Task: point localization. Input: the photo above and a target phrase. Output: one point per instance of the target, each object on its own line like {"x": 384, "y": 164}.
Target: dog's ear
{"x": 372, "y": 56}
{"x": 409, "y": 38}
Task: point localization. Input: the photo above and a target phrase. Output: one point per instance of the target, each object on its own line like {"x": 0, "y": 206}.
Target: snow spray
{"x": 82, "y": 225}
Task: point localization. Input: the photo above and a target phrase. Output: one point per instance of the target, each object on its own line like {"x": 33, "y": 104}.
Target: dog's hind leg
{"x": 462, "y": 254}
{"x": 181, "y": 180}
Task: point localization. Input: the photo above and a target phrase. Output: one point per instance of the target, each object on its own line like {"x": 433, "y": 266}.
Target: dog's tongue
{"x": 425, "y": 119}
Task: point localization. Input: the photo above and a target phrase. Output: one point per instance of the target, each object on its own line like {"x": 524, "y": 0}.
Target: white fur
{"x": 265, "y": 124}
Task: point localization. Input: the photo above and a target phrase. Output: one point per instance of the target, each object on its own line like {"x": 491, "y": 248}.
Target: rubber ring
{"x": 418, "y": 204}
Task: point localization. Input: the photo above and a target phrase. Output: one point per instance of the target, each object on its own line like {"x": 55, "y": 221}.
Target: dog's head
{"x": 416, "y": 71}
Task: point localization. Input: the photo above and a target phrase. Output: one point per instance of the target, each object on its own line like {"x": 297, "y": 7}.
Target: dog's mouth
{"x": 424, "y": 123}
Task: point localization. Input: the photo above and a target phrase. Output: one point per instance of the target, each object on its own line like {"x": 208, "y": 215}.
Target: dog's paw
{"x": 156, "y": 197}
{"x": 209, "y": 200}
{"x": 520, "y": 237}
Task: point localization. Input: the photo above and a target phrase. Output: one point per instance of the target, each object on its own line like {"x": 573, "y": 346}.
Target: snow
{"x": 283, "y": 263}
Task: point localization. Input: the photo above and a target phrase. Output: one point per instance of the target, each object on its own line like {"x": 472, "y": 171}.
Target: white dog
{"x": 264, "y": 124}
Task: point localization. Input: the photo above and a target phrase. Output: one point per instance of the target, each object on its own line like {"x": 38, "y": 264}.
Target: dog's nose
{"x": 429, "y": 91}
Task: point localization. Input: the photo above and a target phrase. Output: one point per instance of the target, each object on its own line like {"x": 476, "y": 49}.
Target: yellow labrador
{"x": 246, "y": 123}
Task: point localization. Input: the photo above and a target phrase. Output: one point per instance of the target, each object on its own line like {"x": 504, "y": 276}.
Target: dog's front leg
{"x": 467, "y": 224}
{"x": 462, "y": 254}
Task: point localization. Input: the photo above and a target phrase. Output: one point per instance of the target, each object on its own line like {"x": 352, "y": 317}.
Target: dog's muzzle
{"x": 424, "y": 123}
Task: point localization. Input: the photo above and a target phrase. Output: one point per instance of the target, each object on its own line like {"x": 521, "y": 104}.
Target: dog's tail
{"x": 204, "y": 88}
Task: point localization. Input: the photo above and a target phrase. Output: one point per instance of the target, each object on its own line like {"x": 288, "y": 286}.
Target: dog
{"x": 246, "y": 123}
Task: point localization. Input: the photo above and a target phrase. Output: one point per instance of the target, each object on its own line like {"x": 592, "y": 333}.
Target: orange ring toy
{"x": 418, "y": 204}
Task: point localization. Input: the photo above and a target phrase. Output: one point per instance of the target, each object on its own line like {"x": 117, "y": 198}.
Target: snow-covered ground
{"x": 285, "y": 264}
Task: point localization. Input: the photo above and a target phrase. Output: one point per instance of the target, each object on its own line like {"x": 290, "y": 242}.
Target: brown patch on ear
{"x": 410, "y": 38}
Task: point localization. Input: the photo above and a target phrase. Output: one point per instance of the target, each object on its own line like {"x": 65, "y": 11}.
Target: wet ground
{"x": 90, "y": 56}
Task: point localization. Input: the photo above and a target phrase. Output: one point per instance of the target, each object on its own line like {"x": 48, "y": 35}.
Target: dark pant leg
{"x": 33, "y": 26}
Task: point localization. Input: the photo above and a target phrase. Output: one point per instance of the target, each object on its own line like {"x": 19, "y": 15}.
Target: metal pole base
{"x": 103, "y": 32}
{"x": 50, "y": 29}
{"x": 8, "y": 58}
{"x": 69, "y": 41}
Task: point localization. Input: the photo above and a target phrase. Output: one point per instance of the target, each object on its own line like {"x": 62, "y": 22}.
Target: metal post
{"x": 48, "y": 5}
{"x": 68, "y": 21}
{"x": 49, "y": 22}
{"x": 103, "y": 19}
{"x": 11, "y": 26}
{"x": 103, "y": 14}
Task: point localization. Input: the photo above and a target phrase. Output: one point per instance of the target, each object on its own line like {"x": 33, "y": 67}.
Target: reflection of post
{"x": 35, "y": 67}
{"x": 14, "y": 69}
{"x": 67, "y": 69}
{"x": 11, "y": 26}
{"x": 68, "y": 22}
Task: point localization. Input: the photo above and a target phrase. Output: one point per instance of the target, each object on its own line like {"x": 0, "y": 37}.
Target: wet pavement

WHAT IS BEING ASKED —
Your task is to reproduce the whole listing exactly.

ANSWER BELOW —
Task: point localization. Input: the photo above and a target phrase. Output: one point per instance of the target, each object on its own line like {"x": 384, "y": 164}.
Target: dog's ear
{"x": 372, "y": 56}
{"x": 409, "y": 38}
Task: point localization. Input: the photo above and a target phrase. Output: one point per instance of the target, each object on its own line like {"x": 0, "y": 206}.
Target: snow spray
{"x": 82, "y": 225}
Task: point localization. Input: the photo above and a target phrase. Output: one point per instance of the target, each object on its own line like {"x": 33, "y": 104}.
Target: dog's hind leg
{"x": 462, "y": 254}
{"x": 181, "y": 180}
Task: point localization. Input: the photo above and a target phrase. Output: one point per instance of the target, each object on its own line like {"x": 433, "y": 266}.
Target: dog's tongue
{"x": 425, "y": 119}
Task: point localization. Input: the photo above and a target phrase. Output: one point per instance of the target, each object on its own line like {"x": 524, "y": 0}.
Target: white fur
{"x": 265, "y": 124}
Task: point localization. Input: the photo above and a target phrase. Output: one point per instance of the target, each object on its own line like {"x": 491, "y": 248}.
Target: rubber ring
{"x": 418, "y": 204}
Task: point localization. Input: the photo above and a target phrase. Output: one point per instance of the target, each object on its own line like {"x": 55, "y": 221}.
Target: dog's head
{"x": 416, "y": 71}
Task: point localization. Input: the photo above and a target phrase. Output: one point per instance of the target, each object on its own line like {"x": 297, "y": 7}.
Target: dog's mouth
{"x": 424, "y": 123}
Task: point localization. Input: the photo above and a target phrase. Output: one point per instance of the target, each object on its own line like {"x": 208, "y": 215}.
Target: dog's paw
{"x": 156, "y": 197}
{"x": 209, "y": 200}
{"x": 520, "y": 237}
Task: point localization. Input: the photo above and a target phrase. Output: one point per instance of the target, each object on its own line like {"x": 573, "y": 346}.
Target: snow
{"x": 283, "y": 263}
Task: point localization. Input: the photo above and a target phrase. Output: one point per instance of the target, each object on its own line like {"x": 472, "y": 171}.
Target: white dog
{"x": 264, "y": 124}
Task: point localization. Input: the photo above and a target phrase. Output: one point per instance of the target, each object on its own line like {"x": 38, "y": 264}.
Target: dog's nose
{"x": 429, "y": 91}
Task: point localization. Input: the photo above and a target phrase. Output: one point per instance of the target, each object on its own line like {"x": 476, "y": 49}.
Target: yellow labrador
{"x": 246, "y": 123}
Task: point localization. Input: the photo above and a target phrase. Output: one point per instance of the target, each object on its own line like {"x": 504, "y": 276}.
Target: dog's front leg
{"x": 467, "y": 224}
{"x": 462, "y": 254}
Task: point localization. Input: the photo above and a target phrase. Output: one point per instance of the target, each object on its own line like {"x": 352, "y": 317}.
Target: dog's muzzle
{"x": 424, "y": 123}
Task: point localization. Input: the photo above and a target phrase. Output: one point per instance of the target, each object on its own line like {"x": 521, "y": 104}.
Target: dog's tail
{"x": 204, "y": 88}
Task: point localization. Input: the photo above and a target phrase. Output: one point per instance of the target, each object on its own line like {"x": 288, "y": 286}.
Target: dog
{"x": 246, "y": 123}
Task: point localization. Input: the photo above and a target phrase. Output: one point per instance of the target, each object on its own line like {"x": 592, "y": 333}.
Target: orange ring toy
{"x": 418, "y": 204}
Task: point localization. Input: the photo above and a target phrase. Output: one point per instance of the target, each object on its own line like {"x": 117, "y": 198}.
Target: snow-covered ground
{"x": 285, "y": 264}
Task: point localization. Input: the photo above and a target phrase. Output: one point per instance of the target, each object on its own line like {"x": 290, "y": 242}.
Target: brown patch on ear
{"x": 410, "y": 38}
Task: point localization. Input: the photo above and a target phrase. Output: one point per instance of the target, each object on its own line like {"x": 65, "y": 11}.
Target: wet ground
{"x": 90, "y": 56}
Task: point localization. Input: the photo above and a target phrase. Output: one point per instance of the target, each object on its own line like {"x": 48, "y": 35}.
Target: dark pant leg
{"x": 33, "y": 26}
Task: point localization. Input: the photo above and a target phrase. Output: one point per instance of the target, each object on its own line like {"x": 19, "y": 15}.
Target: metal pole base
{"x": 103, "y": 32}
{"x": 50, "y": 29}
{"x": 8, "y": 58}
{"x": 69, "y": 41}
Task: point localization. Input: the photo above and a target phrase. Output: one point per instance of the target, each object on its own line like {"x": 62, "y": 22}.
Target: metal post
{"x": 48, "y": 5}
{"x": 68, "y": 21}
{"x": 49, "y": 22}
{"x": 103, "y": 19}
{"x": 11, "y": 26}
{"x": 103, "y": 14}
Task: point localization. Input: the photo above and a target phrase. Output: one point per instance of the target, each object on its own line like {"x": 33, "y": 67}.
Target: reflection of post
{"x": 35, "y": 67}
{"x": 14, "y": 69}
{"x": 67, "y": 69}
{"x": 11, "y": 26}
{"x": 68, "y": 22}
Task: point localization. Input: the photo above and a target phrase. Output: one point per instance of the target, each object on its own line like {"x": 0, "y": 37}.
Target: wet pavement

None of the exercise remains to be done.